Bridget Riley: Edge of light

Bridget Riley (b 1931)
Edge of light
1981 – 2003
Colour screenprint – Edition no. 57/85
105 x 90 cm
Signed and dated bottom right
Sold - 2013

ILLUSTRATED
Karsten Schubert, Bridget Riley: Complete Prints , London, 2010, No. 55

The British painter Bridget Riley’s distinctive, optically vibrant paintings produced in the 1960s and ‘70s have become a hallmark of the period’s Optical Art movement. Hilarie M. Sheets writes in Art + Auction: Riley’s black-and-white paintings of the early 1960s, in which space seems to advance and buckle, thanks to her careful calibration of repeated shapes, placed the young artist in the vanguard of Op art. She catapulted to international art stardom in the mid 1960s when New York’s Museum of Modern Art included her alongside such talents as Josef Albers and Ellsworth Kelly in its 1965 exhibition “The Responsive Eye” and the fashion designer (and museum founder) Larry Aldrich printed knockoffs of her images on fabric for a popular dress collection. Later in the decade Riley shifted to nuanced colour, and in 1968, with three monumental striped canvases that seem to radiate light, she was the first woman and first contemporary British artist to win the international painting prize at the Venice Biennale. In the 1970s she gained widespread respect with her studied approach to the perceptual relationships between colours .

• [Information provided]
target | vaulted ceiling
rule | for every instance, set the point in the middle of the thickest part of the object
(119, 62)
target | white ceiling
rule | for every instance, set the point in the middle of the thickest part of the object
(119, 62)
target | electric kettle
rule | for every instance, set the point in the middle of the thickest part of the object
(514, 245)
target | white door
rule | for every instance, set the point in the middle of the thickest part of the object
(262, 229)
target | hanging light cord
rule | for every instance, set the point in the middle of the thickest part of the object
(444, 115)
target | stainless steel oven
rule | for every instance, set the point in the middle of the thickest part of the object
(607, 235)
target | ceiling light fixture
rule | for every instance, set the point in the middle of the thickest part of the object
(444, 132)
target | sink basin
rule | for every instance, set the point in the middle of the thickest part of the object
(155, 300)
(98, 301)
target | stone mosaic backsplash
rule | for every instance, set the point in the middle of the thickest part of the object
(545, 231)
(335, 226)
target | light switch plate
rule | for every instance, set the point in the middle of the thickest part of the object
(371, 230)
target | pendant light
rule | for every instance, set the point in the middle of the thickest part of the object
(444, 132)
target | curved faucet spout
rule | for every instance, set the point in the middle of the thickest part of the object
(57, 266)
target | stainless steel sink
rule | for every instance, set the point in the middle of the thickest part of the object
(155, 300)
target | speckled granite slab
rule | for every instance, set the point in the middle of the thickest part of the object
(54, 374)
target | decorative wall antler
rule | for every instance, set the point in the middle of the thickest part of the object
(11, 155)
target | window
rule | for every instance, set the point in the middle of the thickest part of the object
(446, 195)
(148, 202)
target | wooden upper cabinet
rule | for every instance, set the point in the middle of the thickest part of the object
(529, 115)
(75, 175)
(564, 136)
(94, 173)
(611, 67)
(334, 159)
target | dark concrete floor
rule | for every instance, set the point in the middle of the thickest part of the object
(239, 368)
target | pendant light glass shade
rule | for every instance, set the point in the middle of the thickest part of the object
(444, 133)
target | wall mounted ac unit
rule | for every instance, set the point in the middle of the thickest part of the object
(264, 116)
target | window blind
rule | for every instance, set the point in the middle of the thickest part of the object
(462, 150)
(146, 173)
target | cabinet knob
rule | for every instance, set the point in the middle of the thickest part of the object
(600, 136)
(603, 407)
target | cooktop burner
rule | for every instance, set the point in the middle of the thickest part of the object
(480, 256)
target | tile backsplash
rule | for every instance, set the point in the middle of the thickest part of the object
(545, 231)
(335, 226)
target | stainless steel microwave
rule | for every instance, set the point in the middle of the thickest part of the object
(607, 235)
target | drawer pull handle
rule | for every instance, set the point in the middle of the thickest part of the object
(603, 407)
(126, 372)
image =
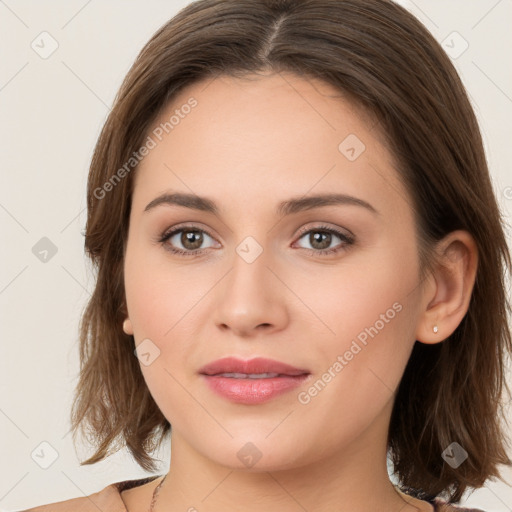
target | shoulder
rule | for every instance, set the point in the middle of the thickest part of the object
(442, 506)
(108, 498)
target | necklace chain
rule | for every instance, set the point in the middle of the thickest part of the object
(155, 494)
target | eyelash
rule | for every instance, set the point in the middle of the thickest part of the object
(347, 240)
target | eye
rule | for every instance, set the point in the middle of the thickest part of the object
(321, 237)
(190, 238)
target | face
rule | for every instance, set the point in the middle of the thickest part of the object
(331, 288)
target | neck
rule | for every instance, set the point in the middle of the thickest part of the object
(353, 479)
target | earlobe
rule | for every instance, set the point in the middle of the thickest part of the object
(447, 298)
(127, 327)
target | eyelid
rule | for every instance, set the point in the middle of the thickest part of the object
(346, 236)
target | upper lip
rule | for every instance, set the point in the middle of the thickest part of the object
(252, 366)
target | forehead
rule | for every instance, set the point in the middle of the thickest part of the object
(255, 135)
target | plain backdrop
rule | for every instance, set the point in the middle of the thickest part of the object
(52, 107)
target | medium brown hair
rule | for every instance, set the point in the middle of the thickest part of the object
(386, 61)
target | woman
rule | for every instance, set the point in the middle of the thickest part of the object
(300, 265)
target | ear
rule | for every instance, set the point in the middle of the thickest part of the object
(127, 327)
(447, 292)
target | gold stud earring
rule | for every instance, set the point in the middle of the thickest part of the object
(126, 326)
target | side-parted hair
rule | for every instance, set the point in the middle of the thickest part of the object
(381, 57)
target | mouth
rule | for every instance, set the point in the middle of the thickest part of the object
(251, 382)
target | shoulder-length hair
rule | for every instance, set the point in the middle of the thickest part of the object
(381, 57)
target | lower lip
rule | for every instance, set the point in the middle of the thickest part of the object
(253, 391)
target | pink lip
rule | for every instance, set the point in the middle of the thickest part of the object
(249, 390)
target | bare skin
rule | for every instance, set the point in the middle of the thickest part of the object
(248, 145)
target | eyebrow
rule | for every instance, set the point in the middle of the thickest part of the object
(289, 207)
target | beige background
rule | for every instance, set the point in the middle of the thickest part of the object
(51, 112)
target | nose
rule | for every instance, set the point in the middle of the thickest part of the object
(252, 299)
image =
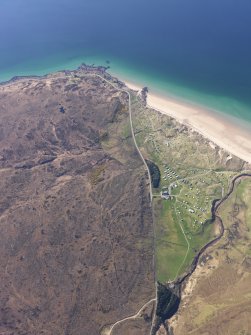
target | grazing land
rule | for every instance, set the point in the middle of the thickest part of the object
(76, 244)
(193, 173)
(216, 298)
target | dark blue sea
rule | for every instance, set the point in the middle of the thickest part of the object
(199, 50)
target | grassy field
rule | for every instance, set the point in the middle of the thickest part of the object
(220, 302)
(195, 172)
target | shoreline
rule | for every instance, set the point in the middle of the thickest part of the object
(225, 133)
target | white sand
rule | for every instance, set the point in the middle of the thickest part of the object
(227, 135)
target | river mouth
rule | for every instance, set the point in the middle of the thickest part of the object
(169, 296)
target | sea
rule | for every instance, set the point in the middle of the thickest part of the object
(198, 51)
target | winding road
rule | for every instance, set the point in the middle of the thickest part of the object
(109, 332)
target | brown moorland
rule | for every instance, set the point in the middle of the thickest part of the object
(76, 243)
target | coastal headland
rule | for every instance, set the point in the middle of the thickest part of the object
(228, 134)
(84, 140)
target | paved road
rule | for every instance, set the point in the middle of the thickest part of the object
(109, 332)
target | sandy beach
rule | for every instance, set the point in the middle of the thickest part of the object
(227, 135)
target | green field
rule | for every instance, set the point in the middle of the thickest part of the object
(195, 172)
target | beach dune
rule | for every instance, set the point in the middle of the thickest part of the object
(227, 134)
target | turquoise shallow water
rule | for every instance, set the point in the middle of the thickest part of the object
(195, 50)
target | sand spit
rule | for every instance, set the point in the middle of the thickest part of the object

• [Stated problem] Copy out the full Bridget Riley text from above, word for word, from its title line to its last sentence.

• [The completed task]
Bridget Riley: Edge of light

Bridget Riley (b 1931)
Edge of light
1981 – 2003
Colour screenprint – Edition no. 57/85
105 x 90 cm
Signed and dated bottom right
Sold - 2013

ILLUSTRATED
Karsten Schubert, Bridget Riley: Complete Prints , London, 2010, No. 55

The British painter Bridget Riley’s distinctive, optically vibrant paintings produced in the 1960s and ‘70s have become a hallmark of the period’s Optical Art movement. Hilarie M. Sheets writes in Art + Auction: Riley’s black-and-white paintings of the early 1960s, in which space seems to advance and buckle, thanks to her careful calibration of repeated shapes, placed the young artist in the vanguard of Op art. She catapulted to international art stardom in the mid 1960s when New York’s Museum of Modern Art included her alongside such talents as Josef Albers and Ellsworth Kelly in its 1965 exhibition “The Responsive Eye” and the fashion designer (and museum founder) Larry Aldrich printed knockoffs of her images on fabric for a popular dress collection. Later in the decade Riley shifted to nuanced colour, and in 1968, with three monumental striped canvases that seem to radiate light, she was the first woman and first contemporary British artist to win the international painting prize at the Venice Biennale. In the 1970s she gained widespread respect with her studied approach to the perceptual relationships between colours .